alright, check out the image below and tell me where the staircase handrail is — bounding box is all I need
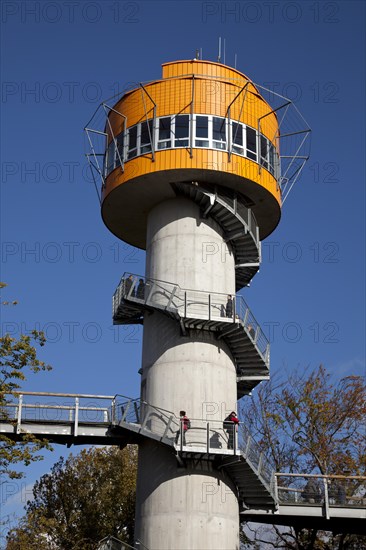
[114,273,269,360]
[240,425,276,489]
[186,183,260,248]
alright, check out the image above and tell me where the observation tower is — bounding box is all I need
[85,58,310,550]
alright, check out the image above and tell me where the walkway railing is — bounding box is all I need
[1,393,274,483]
[113,273,270,362]
[1,392,115,436]
[240,426,275,489]
[112,395,276,490]
[6,393,364,514]
[113,395,178,444]
[114,395,243,452]
[275,473,366,513]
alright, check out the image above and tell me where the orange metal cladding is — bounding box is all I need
[101,60,282,248]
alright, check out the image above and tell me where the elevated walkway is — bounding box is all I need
[173,182,261,290]
[113,274,270,398]
[0,392,276,510]
[241,473,366,535]
[2,393,365,533]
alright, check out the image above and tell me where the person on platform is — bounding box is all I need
[224,411,239,449]
[226,295,233,318]
[247,324,256,340]
[302,478,320,503]
[136,278,145,299]
[175,410,190,446]
[124,274,135,297]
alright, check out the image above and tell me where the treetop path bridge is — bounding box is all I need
[1,391,365,535]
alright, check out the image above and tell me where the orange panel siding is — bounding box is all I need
[104,148,280,203]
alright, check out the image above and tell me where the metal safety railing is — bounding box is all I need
[240,426,275,489]
[1,392,115,436]
[113,273,270,362]
[112,395,275,490]
[274,473,366,514]
[98,535,149,550]
[1,392,275,493]
[113,396,239,452]
[112,395,178,444]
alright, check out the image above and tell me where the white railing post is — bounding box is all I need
[74,397,79,437]
[121,400,131,423]
[141,406,150,430]
[243,307,249,326]
[16,394,23,434]
[273,474,279,503]
[257,452,263,475]
[324,477,330,519]
[111,397,116,424]
[245,434,251,457]
[162,415,174,441]
[207,422,210,453]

Exercise: Your answer must be the lines from the one that contains "where the treetop" through the last line of the entries above, copied exactly, with no other lines.

Exercise answer:
alright, check out the image above and tell me where the treetop path bridge is — bounding box is all I need
[1,391,365,535]
alright, check out the image above and tell me where the orange panel siding is — bounding box is all I need
[104,148,280,203]
alright, check out the image above and tell me where the metal safety railing is — bounding box is all I need
[240,426,275,489]
[1,392,115,436]
[113,273,270,362]
[112,395,275,490]
[274,473,366,514]
[98,535,149,550]
[1,392,275,493]
[113,396,239,452]
[112,395,178,444]
alright, check out the image above and tell me where the white railing post is — bounding box is all I need
[74,397,79,437]
[121,400,131,423]
[141,406,150,430]
[243,307,249,326]
[16,394,23,434]
[273,474,279,503]
[257,452,263,475]
[324,477,330,519]
[111,397,116,424]
[245,434,251,457]
[162,415,174,441]
[207,422,210,453]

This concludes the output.